EXERCISE: Return each line from the records below that includes the word "dome".

:: DATA SECTION ::

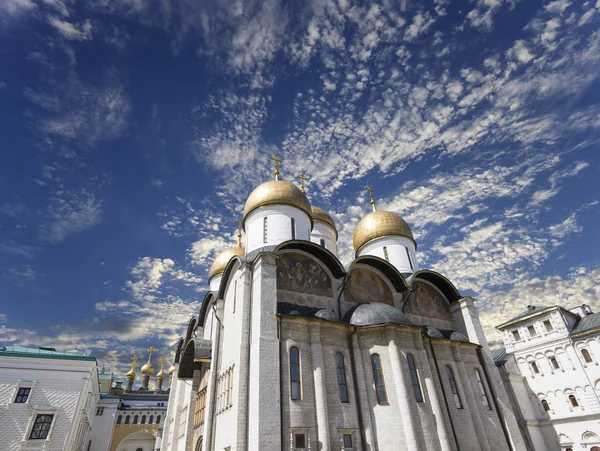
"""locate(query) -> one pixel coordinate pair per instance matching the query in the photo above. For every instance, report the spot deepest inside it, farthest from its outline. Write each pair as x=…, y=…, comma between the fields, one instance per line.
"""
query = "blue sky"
x=132, y=131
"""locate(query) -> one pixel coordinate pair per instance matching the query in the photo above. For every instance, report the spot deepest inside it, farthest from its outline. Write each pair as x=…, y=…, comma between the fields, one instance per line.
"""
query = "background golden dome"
x=277, y=192
x=379, y=224
x=147, y=369
x=221, y=260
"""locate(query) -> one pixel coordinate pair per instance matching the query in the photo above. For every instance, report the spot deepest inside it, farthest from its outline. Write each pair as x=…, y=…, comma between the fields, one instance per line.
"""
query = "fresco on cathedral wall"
x=427, y=301
x=297, y=272
x=365, y=285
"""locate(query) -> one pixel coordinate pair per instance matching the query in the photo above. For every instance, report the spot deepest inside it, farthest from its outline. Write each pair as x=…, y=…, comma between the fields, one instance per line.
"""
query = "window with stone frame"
x=22, y=395
x=341, y=373
x=295, y=383
x=379, y=379
x=453, y=387
x=41, y=426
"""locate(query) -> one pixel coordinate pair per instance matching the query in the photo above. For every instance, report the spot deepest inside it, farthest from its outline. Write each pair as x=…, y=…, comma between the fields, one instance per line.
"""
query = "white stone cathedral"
x=293, y=351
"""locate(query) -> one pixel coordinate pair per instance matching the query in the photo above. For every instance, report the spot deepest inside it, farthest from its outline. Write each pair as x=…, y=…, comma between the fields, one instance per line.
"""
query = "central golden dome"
x=147, y=369
x=277, y=192
x=221, y=261
x=379, y=224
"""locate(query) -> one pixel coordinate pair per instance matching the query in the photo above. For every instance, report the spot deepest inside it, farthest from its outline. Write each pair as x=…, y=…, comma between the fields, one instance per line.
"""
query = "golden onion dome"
x=277, y=192
x=221, y=261
x=147, y=369
x=379, y=224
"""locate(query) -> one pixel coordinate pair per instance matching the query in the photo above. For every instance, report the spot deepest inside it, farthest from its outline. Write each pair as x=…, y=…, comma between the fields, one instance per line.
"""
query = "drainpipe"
x=437, y=369
x=491, y=387
x=361, y=427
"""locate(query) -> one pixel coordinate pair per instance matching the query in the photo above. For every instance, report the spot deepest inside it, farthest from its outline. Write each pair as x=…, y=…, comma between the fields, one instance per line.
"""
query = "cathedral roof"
x=277, y=192
x=378, y=224
x=374, y=313
x=221, y=260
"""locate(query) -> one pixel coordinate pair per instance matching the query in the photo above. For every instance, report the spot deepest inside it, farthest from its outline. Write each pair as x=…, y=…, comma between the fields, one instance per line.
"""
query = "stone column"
x=316, y=350
x=406, y=415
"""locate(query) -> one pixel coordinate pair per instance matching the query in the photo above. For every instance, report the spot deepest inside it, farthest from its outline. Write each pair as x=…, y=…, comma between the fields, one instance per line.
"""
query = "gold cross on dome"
x=302, y=177
x=276, y=159
x=370, y=190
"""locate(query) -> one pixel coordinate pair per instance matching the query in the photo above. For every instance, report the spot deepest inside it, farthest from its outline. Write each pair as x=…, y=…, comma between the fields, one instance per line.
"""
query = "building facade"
x=47, y=398
x=293, y=351
x=550, y=367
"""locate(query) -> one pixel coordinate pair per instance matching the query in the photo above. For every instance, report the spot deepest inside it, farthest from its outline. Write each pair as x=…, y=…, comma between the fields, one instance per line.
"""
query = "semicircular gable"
x=442, y=283
x=226, y=275
x=365, y=284
x=386, y=268
x=326, y=257
x=204, y=307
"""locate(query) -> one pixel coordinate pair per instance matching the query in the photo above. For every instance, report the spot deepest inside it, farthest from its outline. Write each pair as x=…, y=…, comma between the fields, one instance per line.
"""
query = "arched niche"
x=300, y=277
x=427, y=302
x=364, y=284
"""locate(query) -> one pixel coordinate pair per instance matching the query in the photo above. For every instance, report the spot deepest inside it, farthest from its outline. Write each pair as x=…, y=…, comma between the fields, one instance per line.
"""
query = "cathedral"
x=293, y=351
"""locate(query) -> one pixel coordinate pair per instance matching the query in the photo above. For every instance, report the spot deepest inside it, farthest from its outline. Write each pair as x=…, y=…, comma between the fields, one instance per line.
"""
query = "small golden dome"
x=379, y=224
x=277, y=192
x=221, y=261
x=147, y=369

:::

RESULT FOR THIS EXERCISE:
query = "background golden dome"
query = "central golden dome"
query = "golden onion dome"
query = "gold cross on dome"
query = "small golden dome"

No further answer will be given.